◆ **EXERCISE**
Find and copy each line in the records below that contains the word "post", paying attention to upper and lower case.
----------------------------------------
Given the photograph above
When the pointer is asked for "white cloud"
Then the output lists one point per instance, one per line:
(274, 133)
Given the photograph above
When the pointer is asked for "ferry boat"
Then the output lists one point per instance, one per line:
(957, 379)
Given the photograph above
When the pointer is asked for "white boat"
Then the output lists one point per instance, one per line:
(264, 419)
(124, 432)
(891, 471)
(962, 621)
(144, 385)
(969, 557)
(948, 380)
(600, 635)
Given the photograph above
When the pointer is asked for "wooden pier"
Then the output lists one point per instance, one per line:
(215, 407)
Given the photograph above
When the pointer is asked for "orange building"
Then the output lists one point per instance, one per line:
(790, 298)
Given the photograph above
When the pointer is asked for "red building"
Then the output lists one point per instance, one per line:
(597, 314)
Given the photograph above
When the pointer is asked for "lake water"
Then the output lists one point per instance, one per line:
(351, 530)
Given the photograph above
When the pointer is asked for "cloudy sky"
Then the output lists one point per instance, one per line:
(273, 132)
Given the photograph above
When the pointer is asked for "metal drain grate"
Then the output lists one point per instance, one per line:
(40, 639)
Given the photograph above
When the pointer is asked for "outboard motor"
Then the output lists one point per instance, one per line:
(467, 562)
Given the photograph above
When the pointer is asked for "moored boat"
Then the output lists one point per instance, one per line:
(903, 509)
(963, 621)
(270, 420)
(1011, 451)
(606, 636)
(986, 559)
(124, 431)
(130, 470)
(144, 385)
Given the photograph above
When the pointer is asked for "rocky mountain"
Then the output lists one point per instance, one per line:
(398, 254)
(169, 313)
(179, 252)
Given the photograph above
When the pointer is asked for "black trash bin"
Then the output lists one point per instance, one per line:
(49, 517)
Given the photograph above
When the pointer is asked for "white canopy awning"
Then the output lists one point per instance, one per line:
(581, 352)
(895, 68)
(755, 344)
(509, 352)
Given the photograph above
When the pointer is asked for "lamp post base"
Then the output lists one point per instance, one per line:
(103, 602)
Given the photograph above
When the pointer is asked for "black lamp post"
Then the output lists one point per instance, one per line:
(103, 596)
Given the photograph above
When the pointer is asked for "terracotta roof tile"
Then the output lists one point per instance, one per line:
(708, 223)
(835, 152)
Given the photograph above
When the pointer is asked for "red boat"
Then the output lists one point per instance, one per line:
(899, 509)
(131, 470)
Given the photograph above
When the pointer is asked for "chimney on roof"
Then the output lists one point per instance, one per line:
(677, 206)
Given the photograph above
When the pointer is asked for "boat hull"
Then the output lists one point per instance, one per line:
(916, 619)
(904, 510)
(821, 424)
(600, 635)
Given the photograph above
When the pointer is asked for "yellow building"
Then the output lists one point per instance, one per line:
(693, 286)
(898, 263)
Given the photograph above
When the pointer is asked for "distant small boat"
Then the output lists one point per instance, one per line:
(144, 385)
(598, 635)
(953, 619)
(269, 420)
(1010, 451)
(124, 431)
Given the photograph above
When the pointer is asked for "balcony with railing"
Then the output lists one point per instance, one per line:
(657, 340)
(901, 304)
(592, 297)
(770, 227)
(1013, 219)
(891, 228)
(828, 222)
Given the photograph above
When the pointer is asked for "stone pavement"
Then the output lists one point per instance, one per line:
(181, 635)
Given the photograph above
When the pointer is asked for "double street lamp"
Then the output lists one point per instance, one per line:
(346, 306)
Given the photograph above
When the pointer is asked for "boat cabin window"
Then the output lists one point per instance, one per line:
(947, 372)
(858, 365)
----------------------------------------
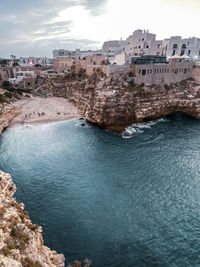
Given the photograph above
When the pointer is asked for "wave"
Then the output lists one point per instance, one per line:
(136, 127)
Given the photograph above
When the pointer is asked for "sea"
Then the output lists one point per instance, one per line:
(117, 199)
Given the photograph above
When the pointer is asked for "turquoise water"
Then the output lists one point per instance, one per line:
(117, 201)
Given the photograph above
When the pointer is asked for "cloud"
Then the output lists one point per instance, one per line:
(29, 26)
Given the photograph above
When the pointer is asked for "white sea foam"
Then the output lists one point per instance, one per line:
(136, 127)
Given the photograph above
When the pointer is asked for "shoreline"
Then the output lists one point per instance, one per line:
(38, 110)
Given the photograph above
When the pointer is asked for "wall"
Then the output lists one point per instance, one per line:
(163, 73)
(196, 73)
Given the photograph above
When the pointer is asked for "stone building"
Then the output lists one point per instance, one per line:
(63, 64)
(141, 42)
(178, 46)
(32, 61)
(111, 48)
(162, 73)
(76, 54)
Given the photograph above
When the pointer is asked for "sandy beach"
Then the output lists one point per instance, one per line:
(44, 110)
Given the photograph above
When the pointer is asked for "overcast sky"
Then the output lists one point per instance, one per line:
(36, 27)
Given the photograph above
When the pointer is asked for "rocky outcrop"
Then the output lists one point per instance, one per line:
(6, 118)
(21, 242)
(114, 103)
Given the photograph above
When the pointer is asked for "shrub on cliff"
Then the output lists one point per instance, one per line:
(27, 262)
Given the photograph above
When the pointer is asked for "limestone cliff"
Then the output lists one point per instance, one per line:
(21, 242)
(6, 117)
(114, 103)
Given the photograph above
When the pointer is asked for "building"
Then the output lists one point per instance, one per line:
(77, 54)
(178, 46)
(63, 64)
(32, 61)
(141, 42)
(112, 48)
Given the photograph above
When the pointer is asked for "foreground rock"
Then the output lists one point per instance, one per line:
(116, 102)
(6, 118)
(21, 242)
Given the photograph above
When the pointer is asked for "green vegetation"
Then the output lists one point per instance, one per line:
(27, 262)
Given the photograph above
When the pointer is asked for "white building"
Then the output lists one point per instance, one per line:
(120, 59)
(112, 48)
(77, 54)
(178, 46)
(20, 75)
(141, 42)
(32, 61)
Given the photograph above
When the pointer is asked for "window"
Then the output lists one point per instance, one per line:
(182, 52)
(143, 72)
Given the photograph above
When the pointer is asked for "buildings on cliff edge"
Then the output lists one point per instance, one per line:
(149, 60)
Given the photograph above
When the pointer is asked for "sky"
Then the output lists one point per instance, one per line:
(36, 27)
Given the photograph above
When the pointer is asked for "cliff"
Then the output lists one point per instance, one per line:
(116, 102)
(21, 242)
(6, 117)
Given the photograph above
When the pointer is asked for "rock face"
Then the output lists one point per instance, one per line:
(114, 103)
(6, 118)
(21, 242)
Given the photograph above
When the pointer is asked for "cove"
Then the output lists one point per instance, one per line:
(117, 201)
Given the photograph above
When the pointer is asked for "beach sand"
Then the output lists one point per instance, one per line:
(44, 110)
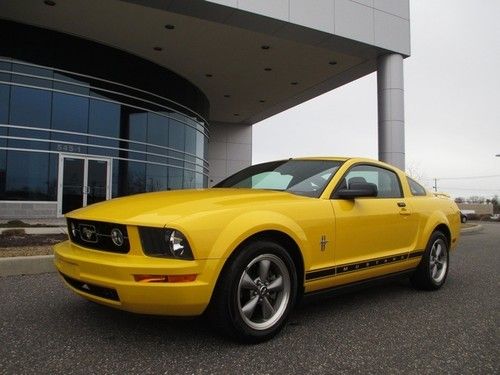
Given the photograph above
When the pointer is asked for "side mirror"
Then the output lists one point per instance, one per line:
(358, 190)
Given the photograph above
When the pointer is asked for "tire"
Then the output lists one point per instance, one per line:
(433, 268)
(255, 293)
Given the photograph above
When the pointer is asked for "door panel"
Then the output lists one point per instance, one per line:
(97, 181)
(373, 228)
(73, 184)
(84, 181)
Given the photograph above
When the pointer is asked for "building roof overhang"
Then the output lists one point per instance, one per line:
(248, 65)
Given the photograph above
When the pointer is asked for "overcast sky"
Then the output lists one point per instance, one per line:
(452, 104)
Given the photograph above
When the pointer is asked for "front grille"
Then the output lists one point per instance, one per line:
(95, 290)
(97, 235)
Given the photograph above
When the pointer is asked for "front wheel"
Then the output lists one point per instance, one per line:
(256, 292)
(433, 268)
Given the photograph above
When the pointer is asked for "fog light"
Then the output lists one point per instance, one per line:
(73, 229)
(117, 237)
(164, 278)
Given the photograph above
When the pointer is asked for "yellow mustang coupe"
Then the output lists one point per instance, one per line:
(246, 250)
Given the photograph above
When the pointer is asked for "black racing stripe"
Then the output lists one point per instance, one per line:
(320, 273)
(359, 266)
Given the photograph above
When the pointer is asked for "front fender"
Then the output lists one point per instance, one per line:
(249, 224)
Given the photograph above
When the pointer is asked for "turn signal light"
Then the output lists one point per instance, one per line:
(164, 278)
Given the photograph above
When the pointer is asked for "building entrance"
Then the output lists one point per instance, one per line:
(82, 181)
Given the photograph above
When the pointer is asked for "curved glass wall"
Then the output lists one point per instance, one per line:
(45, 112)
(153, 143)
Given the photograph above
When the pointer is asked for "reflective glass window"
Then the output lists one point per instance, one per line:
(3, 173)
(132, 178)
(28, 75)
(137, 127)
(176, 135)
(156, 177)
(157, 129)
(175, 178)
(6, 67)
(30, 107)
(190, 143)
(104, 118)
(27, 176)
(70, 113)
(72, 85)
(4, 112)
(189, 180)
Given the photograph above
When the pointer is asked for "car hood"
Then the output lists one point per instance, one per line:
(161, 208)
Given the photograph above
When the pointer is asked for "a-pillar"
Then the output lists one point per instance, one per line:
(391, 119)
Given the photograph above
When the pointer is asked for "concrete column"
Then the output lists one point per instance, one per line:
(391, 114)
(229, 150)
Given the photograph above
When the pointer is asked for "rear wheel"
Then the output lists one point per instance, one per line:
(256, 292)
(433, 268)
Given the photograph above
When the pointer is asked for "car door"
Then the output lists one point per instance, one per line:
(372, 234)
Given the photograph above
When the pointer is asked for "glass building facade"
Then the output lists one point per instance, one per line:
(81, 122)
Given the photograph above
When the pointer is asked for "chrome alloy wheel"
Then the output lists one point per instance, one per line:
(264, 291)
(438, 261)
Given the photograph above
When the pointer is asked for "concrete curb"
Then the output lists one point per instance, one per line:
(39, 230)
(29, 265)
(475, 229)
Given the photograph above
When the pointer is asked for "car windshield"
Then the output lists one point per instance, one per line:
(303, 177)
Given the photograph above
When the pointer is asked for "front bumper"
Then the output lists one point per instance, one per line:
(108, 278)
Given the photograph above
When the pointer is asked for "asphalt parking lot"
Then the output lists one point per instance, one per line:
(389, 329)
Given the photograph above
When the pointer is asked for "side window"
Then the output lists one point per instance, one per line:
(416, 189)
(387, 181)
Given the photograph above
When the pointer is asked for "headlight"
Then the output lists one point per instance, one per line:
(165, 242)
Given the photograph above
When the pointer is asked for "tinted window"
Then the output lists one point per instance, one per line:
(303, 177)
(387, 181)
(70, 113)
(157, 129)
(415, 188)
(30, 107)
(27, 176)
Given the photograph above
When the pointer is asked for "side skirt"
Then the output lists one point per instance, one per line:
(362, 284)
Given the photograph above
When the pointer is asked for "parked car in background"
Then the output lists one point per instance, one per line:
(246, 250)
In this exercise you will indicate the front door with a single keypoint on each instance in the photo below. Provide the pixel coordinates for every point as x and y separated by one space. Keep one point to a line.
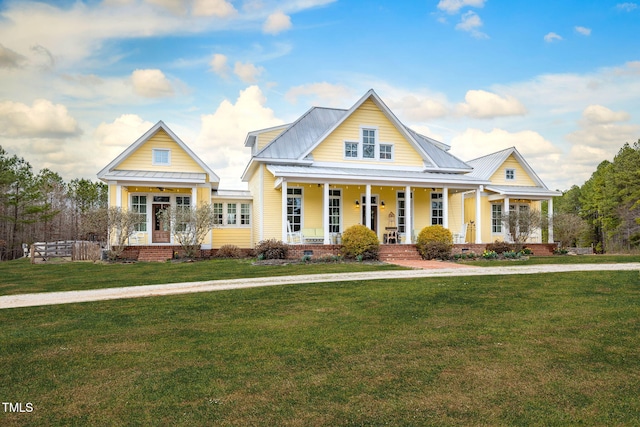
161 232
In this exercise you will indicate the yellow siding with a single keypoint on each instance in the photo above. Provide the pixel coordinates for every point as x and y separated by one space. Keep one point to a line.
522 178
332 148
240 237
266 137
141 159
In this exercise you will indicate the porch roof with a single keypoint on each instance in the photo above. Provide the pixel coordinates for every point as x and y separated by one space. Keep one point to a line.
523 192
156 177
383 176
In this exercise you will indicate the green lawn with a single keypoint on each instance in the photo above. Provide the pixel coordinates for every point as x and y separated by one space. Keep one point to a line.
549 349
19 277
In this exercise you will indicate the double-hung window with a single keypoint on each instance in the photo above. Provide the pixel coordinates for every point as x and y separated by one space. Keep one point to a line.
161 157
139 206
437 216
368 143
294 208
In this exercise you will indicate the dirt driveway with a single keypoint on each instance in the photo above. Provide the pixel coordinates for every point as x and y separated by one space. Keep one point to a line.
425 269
----------------------------------------
◆ **RIGHT ANSWER**
When the pointer is asked for "lamp post base"
When the pointer is asked for "black lamp post"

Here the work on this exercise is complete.